▸ **DIRECTIVE 1**
According to the registration rights excerpt, by what date must the Company and the Subsidiary Guarantors file the registration statement for the Notes with the Commission?

--- Begin DOCUMENT SEGMENT ---

See the disclosure in Item 2.03 below for disclosure regarding the Indenture (as defined below). Such disclosure is also incorporated by reference into this Item 1.01.
Registration Rights Agreement
On April 2, 2015 (the Closing Date), the Company entered into an exchange and registration rights agreement relating to the Notes, among the Company, the Subsidiary Guarantors and Citigroup Global Markets Inc., Merrill Lynch, Pierce, Fenner & Smith Incorporated, Wells Fargo Securities, LLC, Credit Suisse Securities (USA) LLC and Goldman, Sachs & Co., as the initial purchasers (the Initial Purchasers) of the Notes (the Registration Rights Agreement). The Registration Rights Agreement requires the Company and the Subsidiary Guarantors, at their cost, to among other things (i) file a registration statement with respect to the Notes with the Securities and Exchange Commission (the Commission) by November 28, 2015, which is 240 days after the date of issuance of the Notes (the Filing Date), to be used in connection with the exchange of the Notes and related guarantees for publicly registered notes and related guarantees with substantially identical terms in all material respects (except for the transfer restrictions relating to the Notes) and (ii) use its commercially reasonable efforts to effect an exchange offer of the Notes and guarantees for registered Notes and guarantees by March 27, 2016, which is 120 days after the Filing Date. In addition, under certain circumstances, the Company and the Subsidiary Guarantors may be required to file a shelf registration statement to cover resales of the Notes.
If: (i) the Company and the Subsidiary Guarantors fail to file the registration statement required by the Registration Rights Agreement with the Commission on or before the Filing Date; (ii) such shelf registration statement is not declared effective on or prior to the date specified for such effectiveness; (iii) the Company and the Subsidiary Guarantors fail to consummate the exchange offer within 120 days after the Filing Date; (iv) a shelf registration statement, if required, has not been filed on or prior to the 30th day after the Companys obligation to file a shelf registration statement arises; (v) any required registration statement is filed and declared effective but thereafter ceases to be effective during the applicable period (subject to certain exceptions); or (vi) a Suspension Period (as defined in the Registration Rights Agreement) exceeds, in the aggregate, 90 days during a 365 day period (each such event referred to in clauses (i) through (vi) above, a Registration Default), then the Company will be obligated to pay additional interest to each holder of the Notes that are subject to transfer restrictions, with respect to the first 90-day period immediately following the occurrence of a Registration Default, at a rate of 0.25% per annum on the principal amount of the Notes that are subject to transfer restrictions held by
such holder. The amount of additional interest will increase by an additional 0.25% per annum with respect to each subsequent 90-day period until all Registration Defaults have been cured, up to a maximum amount of additional interest for all Registration Defaults of 0.50% per annum on the principal amount of the Notes that are subject to transfer restrictions.

--- End DOCUMENT SEGMENT ---
--- Begin DATA RECORDS ---

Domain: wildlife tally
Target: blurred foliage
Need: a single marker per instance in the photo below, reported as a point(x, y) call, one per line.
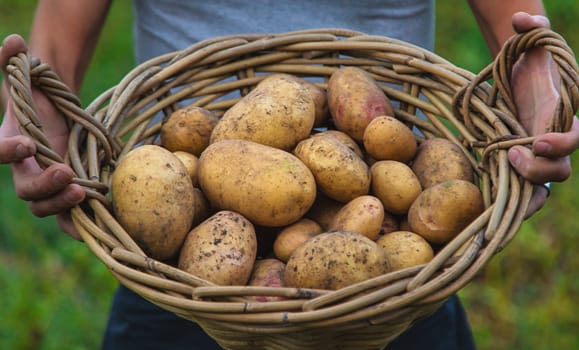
point(55, 294)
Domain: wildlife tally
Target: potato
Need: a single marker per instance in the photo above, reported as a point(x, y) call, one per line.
point(222, 249)
point(152, 198)
point(267, 273)
point(442, 211)
point(188, 129)
point(279, 112)
point(292, 236)
point(390, 223)
point(387, 138)
point(345, 138)
point(405, 249)
point(268, 186)
point(354, 99)
point(395, 184)
point(363, 215)
point(340, 174)
point(190, 161)
point(201, 207)
point(318, 94)
point(333, 260)
point(438, 160)
point(323, 210)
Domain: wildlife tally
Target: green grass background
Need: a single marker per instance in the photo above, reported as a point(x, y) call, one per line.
point(55, 294)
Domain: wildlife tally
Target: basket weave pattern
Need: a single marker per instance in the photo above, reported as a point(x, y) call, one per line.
point(432, 95)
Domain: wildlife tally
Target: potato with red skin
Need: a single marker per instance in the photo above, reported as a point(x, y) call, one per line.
point(354, 99)
point(363, 215)
point(267, 273)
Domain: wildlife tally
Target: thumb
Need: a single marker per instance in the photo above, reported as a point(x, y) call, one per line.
point(523, 22)
point(12, 45)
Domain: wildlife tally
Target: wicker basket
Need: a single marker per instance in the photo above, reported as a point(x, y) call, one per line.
point(431, 94)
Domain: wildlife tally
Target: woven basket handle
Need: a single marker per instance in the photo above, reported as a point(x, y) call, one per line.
point(501, 69)
point(26, 72)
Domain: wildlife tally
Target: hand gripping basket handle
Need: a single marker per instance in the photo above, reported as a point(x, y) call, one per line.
point(501, 69)
point(26, 72)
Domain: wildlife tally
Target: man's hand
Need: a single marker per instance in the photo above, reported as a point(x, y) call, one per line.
point(535, 88)
point(49, 191)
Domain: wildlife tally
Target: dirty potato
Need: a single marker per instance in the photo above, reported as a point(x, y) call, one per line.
point(354, 99)
point(153, 200)
point(188, 129)
point(269, 186)
point(279, 112)
point(363, 215)
point(333, 260)
point(294, 235)
point(405, 249)
point(340, 174)
point(438, 160)
point(395, 184)
point(442, 211)
point(222, 249)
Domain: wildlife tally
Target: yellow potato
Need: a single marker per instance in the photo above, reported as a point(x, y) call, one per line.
point(269, 186)
point(188, 129)
point(363, 215)
point(153, 200)
point(292, 236)
point(405, 249)
point(387, 138)
point(345, 138)
point(333, 260)
point(340, 174)
point(201, 207)
point(354, 99)
point(318, 94)
point(323, 210)
point(222, 249)
point(442, 211)
point(279, 112)
point(267, 273)
point(438, 160)
point(395, 184)
point(190, 161)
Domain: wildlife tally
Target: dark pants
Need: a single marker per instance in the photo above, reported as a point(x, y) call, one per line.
point(135, 323)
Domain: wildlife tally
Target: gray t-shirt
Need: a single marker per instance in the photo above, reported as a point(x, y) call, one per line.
point(163, 26)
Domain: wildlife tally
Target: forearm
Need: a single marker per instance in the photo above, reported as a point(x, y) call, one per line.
point(494, 18)
point(64, 35)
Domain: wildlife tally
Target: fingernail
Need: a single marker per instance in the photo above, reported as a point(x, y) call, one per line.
point(515, 157)
point(542, 147)
point(60, 177)
point(23, 151)
point(73, 196)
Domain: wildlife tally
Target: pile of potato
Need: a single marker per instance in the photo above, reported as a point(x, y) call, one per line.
point(295, 186)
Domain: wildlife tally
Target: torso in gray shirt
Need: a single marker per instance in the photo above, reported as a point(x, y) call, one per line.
point(163, 26)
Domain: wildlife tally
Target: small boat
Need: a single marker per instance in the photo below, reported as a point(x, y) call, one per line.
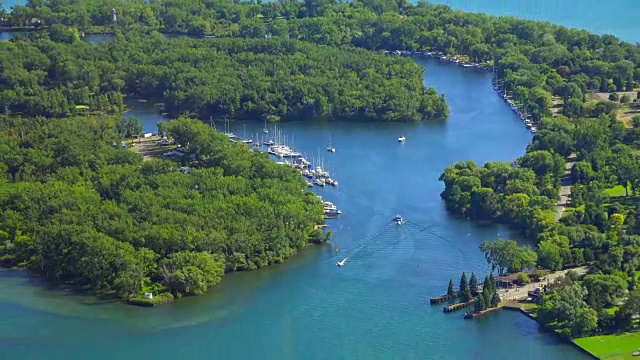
point(329, 147)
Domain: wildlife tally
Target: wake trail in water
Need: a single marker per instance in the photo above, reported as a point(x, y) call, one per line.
point(392, 235)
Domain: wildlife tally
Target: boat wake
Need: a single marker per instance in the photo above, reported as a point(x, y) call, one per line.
point(392, 234)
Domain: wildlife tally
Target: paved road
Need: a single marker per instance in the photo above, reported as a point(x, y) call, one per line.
point(522, 292)
point(565, 187)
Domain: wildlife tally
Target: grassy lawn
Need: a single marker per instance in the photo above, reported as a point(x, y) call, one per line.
point(617, 191)
point(617, 346)
point(612, 310)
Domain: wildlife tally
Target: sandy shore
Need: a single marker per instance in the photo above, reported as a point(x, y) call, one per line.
point(522, 292)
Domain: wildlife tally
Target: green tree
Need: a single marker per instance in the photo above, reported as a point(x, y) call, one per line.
point(507, 255)
point(585, 322)
point(495, 300)
point(625, 99)
point(549, 256)
point(473, 284)
point(480, 303)
point(523, 278)
point(465, 290)
point(451, 291)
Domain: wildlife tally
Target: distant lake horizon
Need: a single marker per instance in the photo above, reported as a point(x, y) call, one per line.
point(616, 17)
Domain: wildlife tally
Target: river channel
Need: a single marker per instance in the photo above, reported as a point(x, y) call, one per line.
point(374, 307)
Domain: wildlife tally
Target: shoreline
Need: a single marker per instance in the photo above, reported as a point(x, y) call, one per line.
point(563, 338)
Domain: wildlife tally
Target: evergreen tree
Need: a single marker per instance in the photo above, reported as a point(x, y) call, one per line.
point(481, 303)
point(451, 291)
point(478, 304)
point(463, 282)
point(464, 288)
point(495, 300)
point(473, 284)
point(492, 283)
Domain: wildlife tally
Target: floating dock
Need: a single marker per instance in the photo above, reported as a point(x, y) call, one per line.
point(458, 306)
point(443, 298)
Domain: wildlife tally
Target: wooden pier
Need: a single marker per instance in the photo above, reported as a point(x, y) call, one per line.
point(443, 298)
point(475, 314)
point(458, 306)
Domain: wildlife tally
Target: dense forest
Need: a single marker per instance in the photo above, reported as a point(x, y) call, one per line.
point(76, 208)
point(56, 74)
point(318, 41)
point(534, 60)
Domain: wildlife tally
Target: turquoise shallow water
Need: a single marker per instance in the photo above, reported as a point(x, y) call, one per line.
point(375, 307)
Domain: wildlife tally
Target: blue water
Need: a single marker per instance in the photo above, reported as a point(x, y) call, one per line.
point(615, 17)
point(374, 307)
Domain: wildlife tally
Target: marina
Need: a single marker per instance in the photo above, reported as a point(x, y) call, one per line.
point(378, 178)
point(313, 171)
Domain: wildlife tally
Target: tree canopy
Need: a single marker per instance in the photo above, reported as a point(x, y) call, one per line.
point(75, 208)
point(270, 79)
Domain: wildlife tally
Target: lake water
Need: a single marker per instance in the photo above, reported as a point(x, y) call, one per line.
point(616, 17)
point(374, 307)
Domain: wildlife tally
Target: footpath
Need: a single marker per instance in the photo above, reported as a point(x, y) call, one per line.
point(565, 187)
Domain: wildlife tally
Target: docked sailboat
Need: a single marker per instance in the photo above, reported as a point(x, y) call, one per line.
point(329, 147)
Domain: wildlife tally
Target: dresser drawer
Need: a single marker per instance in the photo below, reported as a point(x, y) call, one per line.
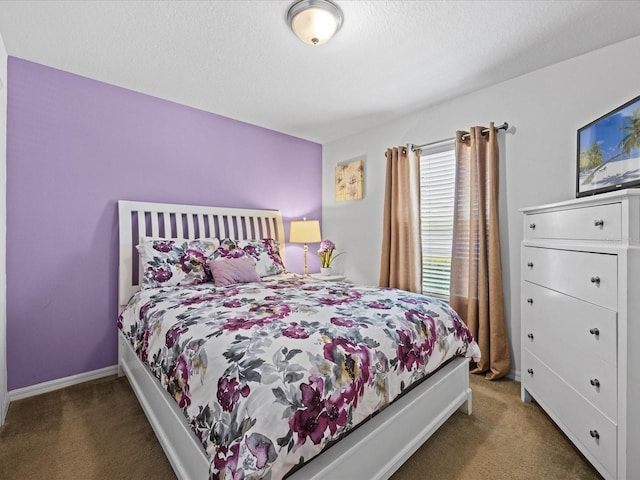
point(588, 328)
point(557, 329)
point(589, 276)
point(600, 222)
point(572, 412)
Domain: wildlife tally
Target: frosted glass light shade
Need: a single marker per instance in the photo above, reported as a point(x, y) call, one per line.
point(314, 21)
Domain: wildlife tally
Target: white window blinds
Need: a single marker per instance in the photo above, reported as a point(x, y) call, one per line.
point(437, 184)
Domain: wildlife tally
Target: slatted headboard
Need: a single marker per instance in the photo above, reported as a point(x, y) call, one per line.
point(144, 219)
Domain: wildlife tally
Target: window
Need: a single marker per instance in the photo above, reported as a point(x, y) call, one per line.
point(437, 187)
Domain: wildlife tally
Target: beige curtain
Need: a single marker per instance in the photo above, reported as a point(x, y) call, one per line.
point(476, 269)
point(400, 260)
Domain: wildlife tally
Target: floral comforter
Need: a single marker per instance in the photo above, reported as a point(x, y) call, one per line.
point(268, 374)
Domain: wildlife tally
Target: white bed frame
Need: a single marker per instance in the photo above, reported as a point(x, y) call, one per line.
point(373, 451)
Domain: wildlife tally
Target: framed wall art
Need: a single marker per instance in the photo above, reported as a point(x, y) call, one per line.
point(349, 181)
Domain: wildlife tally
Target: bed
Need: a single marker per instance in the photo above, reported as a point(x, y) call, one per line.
point(328, 436)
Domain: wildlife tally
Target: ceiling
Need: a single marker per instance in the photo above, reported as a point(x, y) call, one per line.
point(239, 59)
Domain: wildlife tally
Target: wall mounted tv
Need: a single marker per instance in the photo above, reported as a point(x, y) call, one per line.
point(609, 151)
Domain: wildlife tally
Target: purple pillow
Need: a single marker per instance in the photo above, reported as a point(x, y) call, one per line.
point(227, 271)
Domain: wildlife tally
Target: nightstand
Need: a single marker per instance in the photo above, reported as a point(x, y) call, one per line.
point(329, 278)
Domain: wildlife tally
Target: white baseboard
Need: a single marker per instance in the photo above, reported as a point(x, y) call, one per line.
point(4, 408)
point(59, 383)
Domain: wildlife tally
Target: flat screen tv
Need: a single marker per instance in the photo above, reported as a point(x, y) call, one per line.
point(609, 151)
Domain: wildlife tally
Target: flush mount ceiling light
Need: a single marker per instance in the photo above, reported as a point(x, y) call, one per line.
point(314, 21)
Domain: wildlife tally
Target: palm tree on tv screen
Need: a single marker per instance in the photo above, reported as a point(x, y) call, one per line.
point(632, 130)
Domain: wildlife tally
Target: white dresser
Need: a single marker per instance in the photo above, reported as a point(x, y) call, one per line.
point(581, 324)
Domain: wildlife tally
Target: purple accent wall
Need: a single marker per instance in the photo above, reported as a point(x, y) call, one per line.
point(75, 146)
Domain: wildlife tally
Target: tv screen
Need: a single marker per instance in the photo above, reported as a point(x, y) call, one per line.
point(609, 151)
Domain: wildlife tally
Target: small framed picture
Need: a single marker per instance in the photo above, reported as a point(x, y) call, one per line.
point(349, 181)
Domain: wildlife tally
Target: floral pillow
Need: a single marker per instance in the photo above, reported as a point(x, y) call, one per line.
point(264, 252)
point(171, 262)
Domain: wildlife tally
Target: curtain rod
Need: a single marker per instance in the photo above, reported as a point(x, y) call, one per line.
point(504, 126)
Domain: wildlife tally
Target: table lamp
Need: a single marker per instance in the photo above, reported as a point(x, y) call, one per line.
point(305, 231)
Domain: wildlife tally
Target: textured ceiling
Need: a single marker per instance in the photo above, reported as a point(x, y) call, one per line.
point(239, 59)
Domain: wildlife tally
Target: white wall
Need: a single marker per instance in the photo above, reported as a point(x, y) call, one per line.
point(538, 155)
point(4, 399)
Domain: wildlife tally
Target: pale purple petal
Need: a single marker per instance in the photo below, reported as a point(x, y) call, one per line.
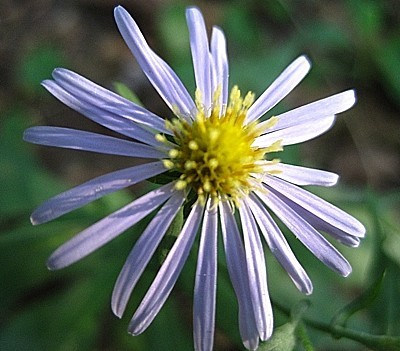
point(280, 247)
point(115, 121)
point(303, 175)
point(308, 235)
point(237, 269)
point(200, 54)
point(168, 274)
point(161, 76)
point(108, 228)
point(93, 190)
point(256, 268)
point(319, 109)
point(296, 134)
point(88, 141)
point(321, 225)
point(142, 252)
point(90, 93)
point(220, 64)
point(280, 88)
point(206, 281)
point(320, 208)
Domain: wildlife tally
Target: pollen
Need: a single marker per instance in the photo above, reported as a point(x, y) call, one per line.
point(214, 153)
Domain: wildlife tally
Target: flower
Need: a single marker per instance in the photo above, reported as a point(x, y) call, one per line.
point(218, 152)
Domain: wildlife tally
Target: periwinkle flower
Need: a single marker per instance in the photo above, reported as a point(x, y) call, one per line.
point(219, 154)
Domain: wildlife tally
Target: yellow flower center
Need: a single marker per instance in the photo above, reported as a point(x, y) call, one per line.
point(214, 152)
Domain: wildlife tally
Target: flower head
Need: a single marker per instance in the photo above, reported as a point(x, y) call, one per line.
point(220, 155)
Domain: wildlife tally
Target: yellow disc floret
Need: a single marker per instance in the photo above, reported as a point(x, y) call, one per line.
point(214, 152)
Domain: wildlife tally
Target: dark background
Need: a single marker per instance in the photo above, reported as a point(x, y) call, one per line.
point(351, 43)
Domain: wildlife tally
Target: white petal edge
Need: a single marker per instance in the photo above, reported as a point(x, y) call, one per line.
point(108, 228)
point(320, 208)
point(206, 281)
point(237, 269)
point(142, 252)
point(94, 189)
point(167, 275)
point(221, 66)
point(256, 268)
point(311, 238)
point(200, 54)
point(161, 76)
point(313, 111)
point(280, 88)
point(89, 141)
point(280, 247)
point(119, 122)
point(94, 94)
point(303, 175)
point(297, 133)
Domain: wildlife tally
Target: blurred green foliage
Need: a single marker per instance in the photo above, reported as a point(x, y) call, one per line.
point(354, 45)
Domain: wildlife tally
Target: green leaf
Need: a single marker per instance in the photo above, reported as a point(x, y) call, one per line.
point(285, 336)
point(362, 301)
point(283, 339)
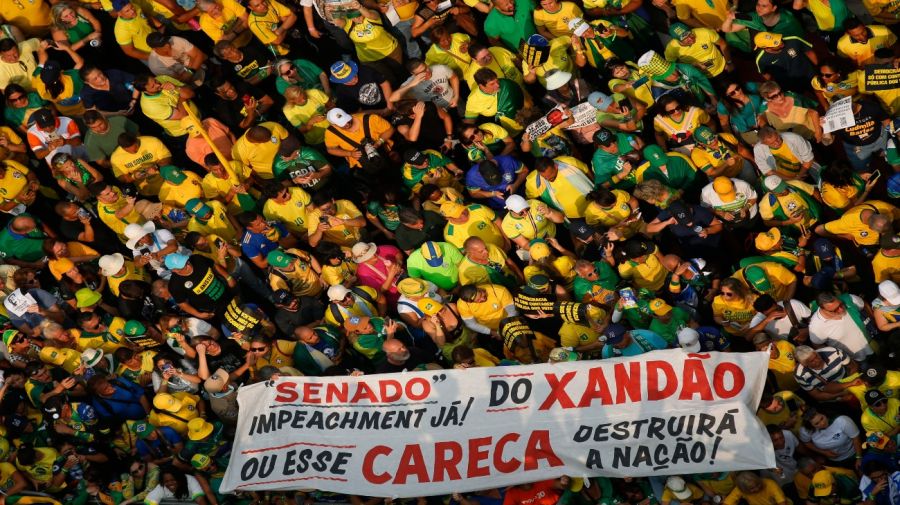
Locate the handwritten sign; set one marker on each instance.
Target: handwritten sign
(433, 433)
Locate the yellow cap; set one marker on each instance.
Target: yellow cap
(767, 40)
(766, 241)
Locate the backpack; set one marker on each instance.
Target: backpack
(372, 161)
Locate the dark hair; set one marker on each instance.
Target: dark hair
(181, 490)
(245, 218)
(484, 76)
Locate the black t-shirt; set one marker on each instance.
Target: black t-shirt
(868, 125)
(364, 95)
(417, 357)
(231, 112)
(104, 240)
(431, 132)
(204, 289)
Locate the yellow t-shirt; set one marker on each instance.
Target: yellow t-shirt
(217, 224)
(709, 12)
(260, 157)
(151, 151)
(133, 32)
(263, 26)
(480, 224)
(533, 225)
(886, 267)
(851, 224)
(476, 273)
(177, 195)
(299, 115)
(557, 23)
(291, 213)
(302, 281)
(703, 53)
(341, 234)
(736, 313)
(372, 41)
(160, 107)
(609, 217)
(863, 54)
(490, 312)
(456, 57)
(216, 28)
(650, 273)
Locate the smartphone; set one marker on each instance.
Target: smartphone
(629, 299)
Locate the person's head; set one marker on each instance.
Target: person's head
(146, 83)
(733, 290)
(507, 7)
(63, 16)
(857, 30)
(395, 351)
(770, 137)
(160, 44)
(749, 483)
(670, 106)
(814, 420)
(771, 91)
(546, 168)
(9, 51)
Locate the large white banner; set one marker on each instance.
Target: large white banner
(430, 433)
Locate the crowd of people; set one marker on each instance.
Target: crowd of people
(198, 195)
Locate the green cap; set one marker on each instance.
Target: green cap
(655, 155)
(142, 429)
(86, 297)
(197, 207)
(278, 259)
(757, 279)
(172, 174)
(704, 135)
(135, 328)
(679, 31)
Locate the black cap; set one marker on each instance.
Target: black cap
(414, 157)
(51, 72)
(874, 396)
(156, 40)
(44, 118)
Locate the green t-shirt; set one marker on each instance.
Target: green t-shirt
(512, 30)
(308, 73)
(307, 161)
(444, 276)
(607, 165)
(28, 247)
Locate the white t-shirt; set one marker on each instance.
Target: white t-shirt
(437, 89)
(743, 192)
(841, 333)
(781, 328)
(837, 437)
(160, 492)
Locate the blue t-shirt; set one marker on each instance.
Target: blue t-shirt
(260, 244)
(157, 448)
(641, 341)
(509, 167)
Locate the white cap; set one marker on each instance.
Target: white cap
(678, 487)
(890, 292)
(339, 117)
(516, 203)
(689, 340)
(578, 26)
(111, 264)
(337, 292)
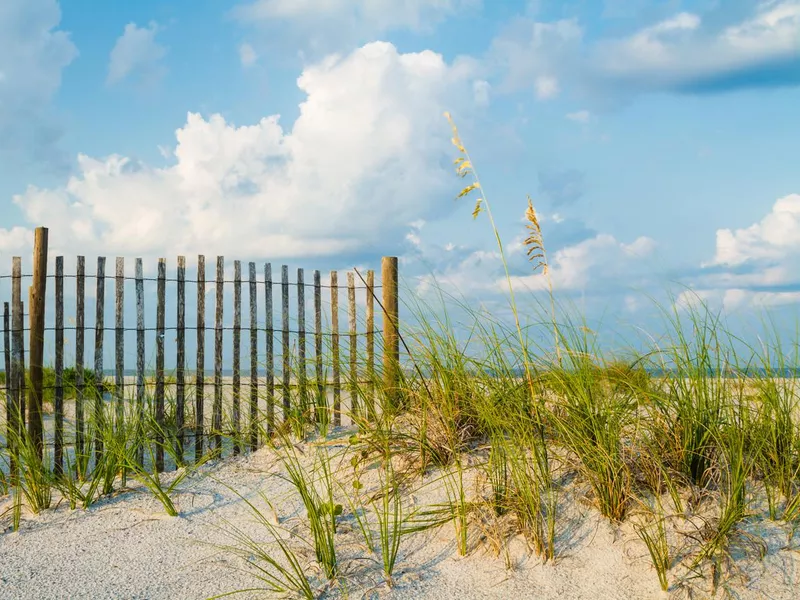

--- End DATA RECORDS ---

▸ **DIRECTIVE 2**
List every line in the listing that contains the word "smartphone".

▸ **WRITTEN ANSWER 1**
November 28, 2015

▸ **WRITTEN ANSWER 2**
Locate the smartphone; set one marker on each instance.
Target: smartphone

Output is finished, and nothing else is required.